(Records drawn from a dataset)
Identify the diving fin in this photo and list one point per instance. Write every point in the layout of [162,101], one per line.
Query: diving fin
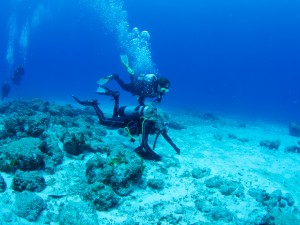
[102,90]
[125,62]
[105,80]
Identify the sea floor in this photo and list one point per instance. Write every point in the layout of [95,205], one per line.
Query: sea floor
[227,173]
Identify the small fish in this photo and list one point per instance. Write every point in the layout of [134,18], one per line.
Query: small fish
[5,89]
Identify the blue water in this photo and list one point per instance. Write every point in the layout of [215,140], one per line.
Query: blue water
[226,56]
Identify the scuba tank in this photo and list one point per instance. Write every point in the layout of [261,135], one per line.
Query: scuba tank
[137,111]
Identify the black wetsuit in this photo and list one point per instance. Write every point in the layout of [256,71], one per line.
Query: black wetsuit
[142,86]
[136,126]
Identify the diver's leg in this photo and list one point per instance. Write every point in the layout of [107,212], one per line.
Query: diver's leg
[123,85]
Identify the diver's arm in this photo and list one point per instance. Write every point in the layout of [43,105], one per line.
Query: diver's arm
[125,62]
[169,140]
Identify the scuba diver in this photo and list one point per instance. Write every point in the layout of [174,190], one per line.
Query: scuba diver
[17,75]
[135,120]
[5,89]
[143,85]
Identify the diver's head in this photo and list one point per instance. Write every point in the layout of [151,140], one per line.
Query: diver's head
[163,85]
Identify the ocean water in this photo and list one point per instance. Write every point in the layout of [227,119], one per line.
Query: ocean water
[236,57]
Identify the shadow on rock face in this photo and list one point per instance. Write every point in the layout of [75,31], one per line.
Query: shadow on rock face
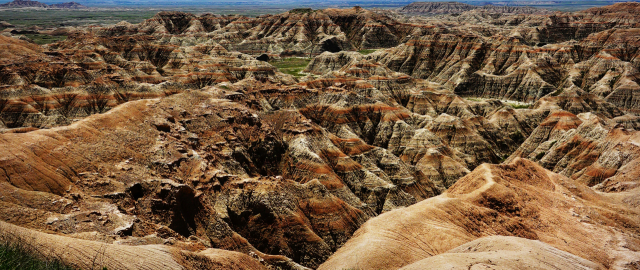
[264,57]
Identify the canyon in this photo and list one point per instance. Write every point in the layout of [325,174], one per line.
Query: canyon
[480,138]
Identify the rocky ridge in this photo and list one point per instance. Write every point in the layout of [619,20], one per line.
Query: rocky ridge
[161,136]
[457,7]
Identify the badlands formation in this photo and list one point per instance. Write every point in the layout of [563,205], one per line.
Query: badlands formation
[474,140]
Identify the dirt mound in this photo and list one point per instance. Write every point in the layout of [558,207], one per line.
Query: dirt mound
[518,199]
[86,254]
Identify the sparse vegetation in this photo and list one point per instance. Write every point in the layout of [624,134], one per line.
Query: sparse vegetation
[292,66]
[519,106]
[18,257]
[367,51]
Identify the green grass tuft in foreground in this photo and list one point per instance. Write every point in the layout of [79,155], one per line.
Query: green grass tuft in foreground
[292,66]
[15,257]
[367,51]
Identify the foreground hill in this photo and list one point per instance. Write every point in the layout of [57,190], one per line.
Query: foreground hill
[518,199]
[457,7]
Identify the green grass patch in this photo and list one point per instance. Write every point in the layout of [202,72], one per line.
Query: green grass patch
[17,257]
[367,51]
[292,66]
[44,39]
[519,106]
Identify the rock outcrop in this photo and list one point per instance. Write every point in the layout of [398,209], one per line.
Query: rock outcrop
[177,138]
[519,199]
[457,7]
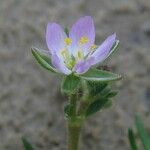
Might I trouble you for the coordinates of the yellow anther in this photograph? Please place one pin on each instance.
(93, 47)
(83, 40)
(67, 41)
(80, 55)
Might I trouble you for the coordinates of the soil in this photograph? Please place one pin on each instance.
(30, 101)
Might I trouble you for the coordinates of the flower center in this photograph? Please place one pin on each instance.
(67, 41)
(68, 59)
(83, 40)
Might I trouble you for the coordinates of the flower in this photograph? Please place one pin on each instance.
(77, 51)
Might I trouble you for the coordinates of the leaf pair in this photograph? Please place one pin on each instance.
(101, 96)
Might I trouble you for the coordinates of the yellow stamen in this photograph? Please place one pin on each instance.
(67, 41)
(80, 55)
(93, 47)
(83, 40)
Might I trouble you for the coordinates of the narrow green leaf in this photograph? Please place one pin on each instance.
(132, 140)
(100, 76)
(67, 110)
(96, 106)
(114, 48)
(26, 144)
(42, 60)
(70, 84)
(142, 133)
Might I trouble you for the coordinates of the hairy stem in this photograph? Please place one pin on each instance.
(73, 136)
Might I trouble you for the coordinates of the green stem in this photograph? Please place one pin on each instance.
(73, 104)
(73, 136)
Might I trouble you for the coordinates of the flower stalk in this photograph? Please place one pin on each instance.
(75, 56)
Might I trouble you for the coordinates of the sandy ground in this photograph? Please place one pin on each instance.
(30, 99)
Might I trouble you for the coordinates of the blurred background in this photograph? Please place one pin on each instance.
(30, 101)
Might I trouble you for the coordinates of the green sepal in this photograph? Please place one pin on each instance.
(100, 76)
(70, 84)
(42, 59)
(26, 144)
(142, 133)
(96, 106)
(114, 48)
(132, 140)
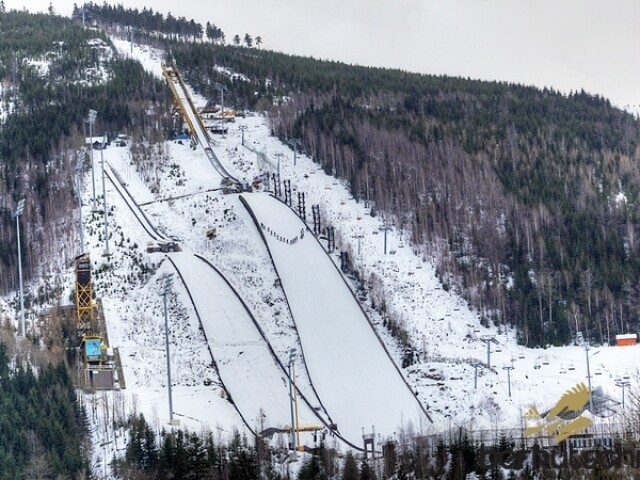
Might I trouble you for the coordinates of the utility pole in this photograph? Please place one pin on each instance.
(242, 129)
(78, 174)
(294, 142)
(488, 339)
(292, 439)
(166, 287)
(475, 366)
(623, 384)
(586, 352)
(385, 228)
(359, 238)
(104, 206)
(19, 210)
(92, 120)
(508, 369)
(278, 157)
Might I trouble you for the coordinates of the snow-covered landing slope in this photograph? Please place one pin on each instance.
(355, 379)
(257, 384)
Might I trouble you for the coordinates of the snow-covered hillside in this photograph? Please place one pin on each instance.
(180, 194)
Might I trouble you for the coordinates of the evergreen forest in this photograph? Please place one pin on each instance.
(527, 198)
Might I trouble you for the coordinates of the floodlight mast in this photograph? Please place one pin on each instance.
(19, 210)
(167, 283)
(92, 119)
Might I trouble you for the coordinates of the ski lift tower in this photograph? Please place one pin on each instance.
(489, 339)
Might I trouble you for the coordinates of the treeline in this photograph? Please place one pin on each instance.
(146, 22)
(183, 454)
(525, 196)
(42, 134)
(41, 423)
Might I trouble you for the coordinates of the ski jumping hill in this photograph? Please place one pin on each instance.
(355, 378)
(258, 385)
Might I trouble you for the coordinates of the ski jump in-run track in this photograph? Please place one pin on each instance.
(351, 370)
(196, 127)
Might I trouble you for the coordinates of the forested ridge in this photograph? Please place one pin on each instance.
(45, 114)
(526, 197)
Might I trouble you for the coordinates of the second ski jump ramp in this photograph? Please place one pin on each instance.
(353, 375)
(258, 386)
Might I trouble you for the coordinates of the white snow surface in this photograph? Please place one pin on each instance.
(355, 379)
(177, 190)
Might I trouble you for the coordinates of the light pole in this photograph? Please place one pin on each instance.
(586, 351)
(385, 228)
(359, 238)
(508, 369)
(292, 433)
(294, 142)
(278, 157)
(242, 129)
(168, 282)
(104, 205)
(623, 384)
(488, 340)
(78, 173)
(475, 366)
(19, 210)
(92, 119)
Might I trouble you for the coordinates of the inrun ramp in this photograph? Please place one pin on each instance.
(355, 378)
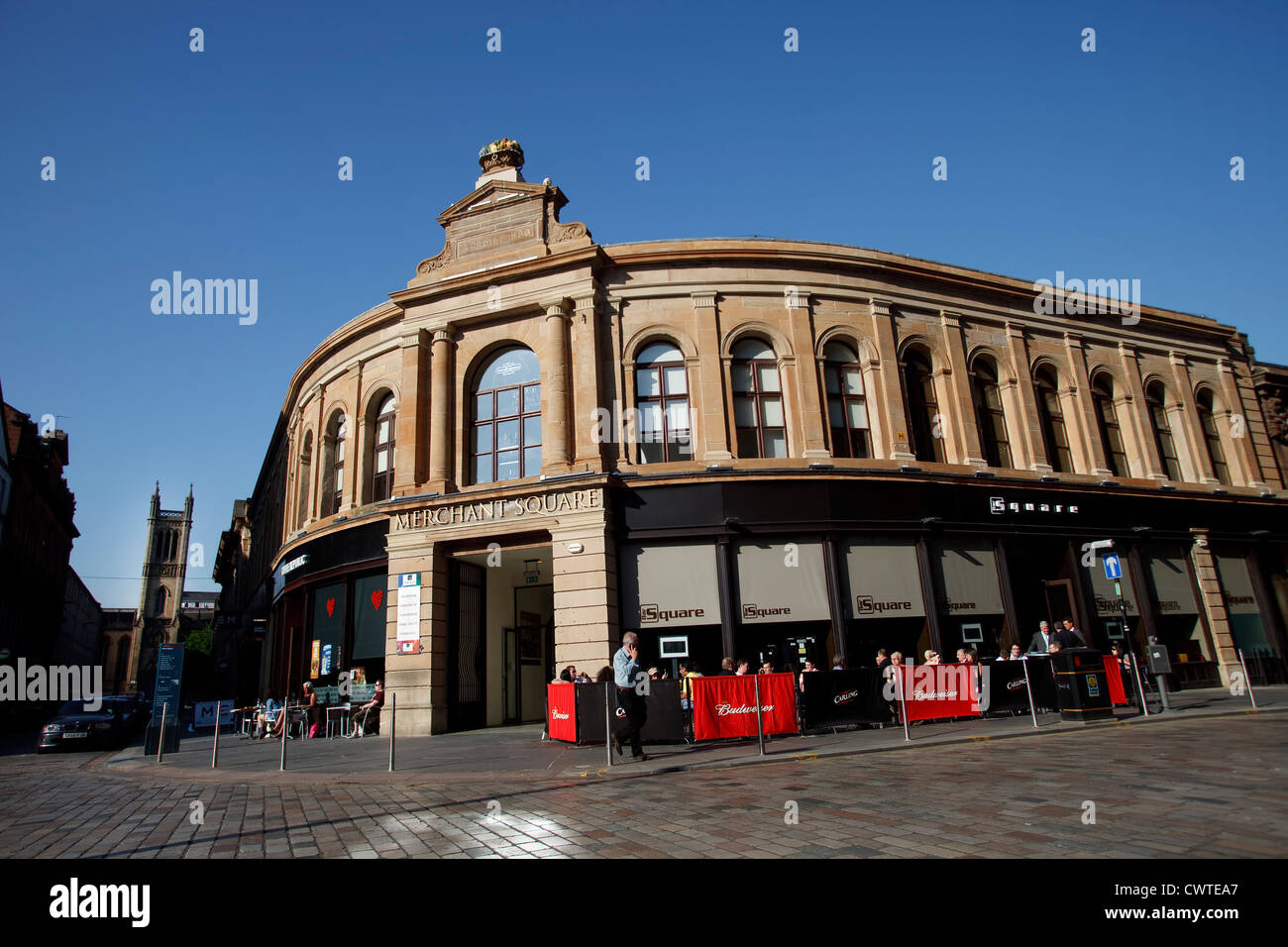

Exercise aim | The entries must be repeated exactly. Leave the images out.

Solution for this problem |
Identify the diving fin in this photo and list one point per instance. Write every point in the layout of [162,101], one per line.
Query: diving fin
[102,90]
[125,62]
[105,80]
Identify the sea floor in this photo and list one point per instance. Write every point in the layout of [95,205], one per line.
Query: sea floor
[227,173]
Identify the small fish in this photo and list one point per instance. Write every point in the layout of [134,18], one per line.
Query: small fish
[5,89]
Identify the blue water in this photo and list one point per instance. Write every point in the layout of [215,140], one per line.
Query: blue water
[226,56]
Identify the scuba tank in this photo and list one point per instance. Write every point in the layout of [261,135], one per line.
Query: scuba tank
[137,111]
Identify the black wetsuit in this photo and list one point per instance. Write every point in the layout of [256,71], one per line.
Query: black wetsuit
[142,86]
[136,126]
Identify the diver's leg in this photo and list one point per instance. Write every point in the layout of [107,212], one per line.
Query: diver's leg
[123,85]
Identify the diver's arm in this photo and list one point per instance. Write every point in the layout of [43,105], one per line.
Query: diver's arm
[125,62]
[169,140]
Identify the scuba diver in this photo and list one point per instance. Write every point in the layout of [174,190], one per line.
Query: scuba diver
[17,75]
[135,120]
[5,89]
[143,85]
Identify the diver's head in this photo and list one point per instance. Write every point in the layout of [151,140], one per line.
Query: diver's head
[163,85]
Identify the ocean water in this photo and list one point per instance. Write every point in the layout of [227,119], one per line.
Query: ocean water
[236,57]
Identify the shadow on rock face in this photo and list one point per instance. Write every point in the layout of [75,31], one per line.
Query: shadow on rock face
[264,57]
Identify the canyon in this photo and list one point per instance. Write every point in the layout of [325,174], one per line.
Query: canyon
[480,138]
Identify the rocky ridge in this photo and list one point per instance. Write every point in the layout of [619,20], one per line.
Query: rocky ridge
[161,136]
[457,7]
Identify the badlands formation in this photo and list one point per instance. Write every point in the layout of [563,205], one per line.
Query: badlands formation
[474,140]
Identify the dirt mound in this photo and list one point per instance. Write every point in the layout of [558,207], one per line.
Query: dirt mound
[518,199]
[86,254]
Identify the sparse vegetation in this photo and list one point per instance. Write every point in the layout of [624,134], one per line.
Query: sparse vegetation
[292,66]
[519,106]
[18,257]
[367,51]
Identify the green grass tuft in foreground in this photo and list one point per instance. Write every point in the layout of [79,155], one per line.
Query: green grass tuft in foreground
[292,66]
[15,257]
[367,51]
Identify the foreground hill in this photo and list one point per instance. Write every point in the layout of [57,190], one per line.
Query: foreground hill
[518,199]
[457,7]
Identify the green grass patch in this photo and list one point per instance. Write every point in the layout of [202,72], one per line.
Query: green grass patch
[17,257]
[367,51]
[292,66]
[44,39]
[519,106]
Identify the rock outcrop in this photo and list one point per instance. Write every point in the layout of [398,209], one per line.
Query: rock outcrop
[177,138]
[519,199]
[457,7]
Might I trouble you for the coordinates of the yellow anther in this photograph? Please place one pin on each instance.
(93, 47)
(83, 40)
(67, 41)
(80, 55)
Might I trouble you for the coordinates of the soil in this photograph? Please place one pin on each instance.
(30, 101)
Might I trouble you for the coordinates of the flower center in this photograph? Please place one pin on each instance.
(67, 41)
(68, 59)
(83, 40)
Might I trouble you for the coordinates of the flower in this photograph? Please place one pin on each instance.
(77, 51)
Might I trouble you for the coordinates of the leaf pair in this photograph? Please place one pin on each instance.
(101, 96)
Might I trouble you for the coordinates of the yellow stamen in this photograph? Please place one pin on each instance.
(67, 41)
(80, 55)
(93, 47)
(83, 40)
Might I trouble you for the coordinates of the narrow green leaf in this photograph? Please place one pin on each instance.
(132, 140)
(100, 76)
(67, 110)
(96, 106)
(114, 48)
(26, 144)
(42, 60)
(70, 84)
(142, 133)
Might I trouble you for the coordinates of the hairy stem in this photograph? Please place one pin on each instance.
(73, 136)
Might I trouble you for the coordinates of the green stem in this photograph? Please place one pin on each instance.
(73, 104)
(73, 136)
Might I trouble you for the coordinates of the flower stalk in this photograph? Please place one pin on each instance.
(75, 56)
Might I trouble you for the coordinates of the sandy ground in this photograph? Please place one pin on each instance.
(30, 99)
Might I trouble you for the coordinates of the blurred background in this photograph? Please place one pin on each instance.
(30, 101)
Might I trouble you for the coordinates of the green sepal in this photograph? Please place one pin on each instance.
(100, 76)
(70, 84)
(42, 59)
(26, 144)
(142, 133)
(96, 106)
(114, 48)
(132, 140)
Might I trouble you for the coordinates of the utility pole in this photograph? Please place one pin on each instance.
(242, 129)
(78, 174)
(294, 142)
(488, 339)
(292, 439)
(166, 287)
(475, 366)
(623, 384)
(586, 352)
(385, 228)
(359, 238)
(104, 206)
(19, 210)
(92, 120)
(508, 369)
(278, 157)
Might I trouble you for the coordinates of the snow-covered landing slope in this photograph? Please place one pin on each instance.
(355, 379)
(257, 384)
Might I trouble you for the coordinates of the snow-covered hillside in this photograph? Please place one pin on each instance.
(180, 194)
Might I trouble you for the coordinates of the evergreen forest in this photograph? Please place one pin on each instance.
(527, 198)
Might I trouble you for the coordinates of the floodlight mast in this photograph? Please place one pin on each instance.
(19, 210)
(167, 283)
(92, 119)
Might I trouble you for the coordinates of the ski lift tower in this photograph? Please place one pin on each instance.
(489, 339)
Might I trouble you for the coordinates of the treeline in this photograph? Please place one pin on each instance.
(146, 22)
(183, 454)
(525, 196)
(42, 134)
(41, 423)
Might I trouble you for the coordinates of the ski jumping hill in this photograph? Please place one pin on each instance.
(355, 378)
(258, 385)
Might I trouble you for the coordinates of the ski jump in-run track in this photograph? Please place one pin on each instance.
(351, 370)
(196, 127)
Might I trouble you for the coordinates of the forested ridge in this photograph? Please place one pin on each instance.
(45, 114)
(526, 197)
Might I trouble you for the coordinates of the second ski jump ramp in this photograph? Please place one pin on each instance.
(353, 375)
(258, 386)
Might I trouble you for the coordinates of the white snow surface in this photograph? Please place one pin on each instance.
(355, 379)
(177, 190)
Might I trouble you for the coordinates of the light pole in this photograph? Please place one pin on each instance.
(586, 351)
(385, 228)
(359, 238)
(508, 369)
(292, 433)
(294, 142)
(278, 157)
(242, 129)
(168, 282)
(104, 205)
(623, 384)
(488, 340)
(78, 173)
(475, 366)
(19, 210)
(92, 119)
Might I trouble you for the coordinates of the inrun ramp in this photograph? Please place one pin on each instance.
(355, 378)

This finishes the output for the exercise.